AUSGEWÄHLTER AUSZUG
==================================================

Thüringische Landeszeitung (Jena)
Warum Geschichte Wahlverhalten prägt
Forscher der Universität Jena haben zur Klärung dieser Frage aktuelle und historische Wirtschaftsdaten analysiert
Jena. Seit Jahren schon hängt der Ausgang von Landtagswahlen in den ostdeutschen Bundesländern an der Frage, wie die AfD wohl abschneiden wird. Insbesondere in Sachsen, Sachsen-Anhalt und Thüringen schien es immer wieder möglich, dass die rechtspopulistische und in Teilen des Ostens sogar rechtsextreme Partei stärkste politische Kraft werden könnte. Auch aktuelle Umfragen zur politischen Stimmung in Thüringen weisen in diese Richtung.
Das wirft Fragen auf: Warum wählen Menschen, selbst wenn es ihnen gut geht und ihre Lebensumstände mehr als gesichert erscheinen, die AfD oder – in einem europäischen Maßstab – andere rechtspopulistische Parteien? Anders ausgedrückt: Warum fühlen sich Menschen zu rechtspopulistischen Positionen hingezogen? Eine der jüngsten Studien zu diesen Kernfragen haben Wirtschaftswissenschaftler der Friedrich-Schiller-Universität Jena vorgelegt. Was sich aus ihren Daten ableiten lässt, legt nahe, dass rechtspopulistische Einstellungen in den nächsten Jahren und Jahrzehnten ziemlich sicher nicht schnell an Bedeutung verlieren werden.
Die Langzeitwirkung bestimmter ökonomischer Erfahrungen
Die Kernthese, die die Ökonomen Michael Fritsch, Maria Greve und Michael Wyrwich in ihrer Studie herausgearbeitet haben, geht davon aus, sich in deutschen und europäischen Regionen in der Vergangenheit eine Art kollektives Gedächtnis gebildet hat – und dies Einfluss darauf hat, wie stark Menschen, die heute dort leben, Parteien wie der AfD zuneigen.

==================================================

BEREITGESTELLTE DATEN
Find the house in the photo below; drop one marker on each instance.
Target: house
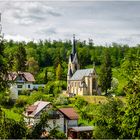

==================================================

AUFGABENSTELLUNG 1
Nenne alle Ökonomen, die im Auszug über Geschichte und Wahlverhalten als Verfasser der Jenaer Studie genannt werden.
AUFGABENSTELLUNG 2
Greif den Artikel über Geschichte und Wahlverhalten nach seinem letzten Satz auf und schreib ihn weiter.

ERGEBNIS 1
Michael Fritsch, Maria Greve, Michael Wyrwich

ERGEBNIS 2
Wie dieser Einfluss aussieht? „Dort, wo der Bedeutungsverlust einer Region besonders groß ist, ist die Anfälligkeit gegenüber rechtspopulistischen Positionen besonders groß“, sagt Greve. „Diesen Zusammenhang zeigen wir auf vielfältige Weise.“
Die große Stärke der Studie der drei Ökonomen ist, dass sie zeigen können: Für viele Menschen und ihr rechtspopulistisches Wahlverhalten kommt es nicht so sehr darauf an, wie sich ihre eigene soziale Situation darstellt. Es ist demnach unzureichend, davon auszugehen, vor allem sozial Schwache würden AfD wählen. Vielmehr reicht es der Studie nach für viele Menschen, dass sie in Regionen leben, die sich
in der Vergangenheit wirtschaftlich weniger gut entwickelt haben als andere, um eine besonders hohe Anfälligkeit gegenüber rechtspopulistischen Positionen zu zeigen.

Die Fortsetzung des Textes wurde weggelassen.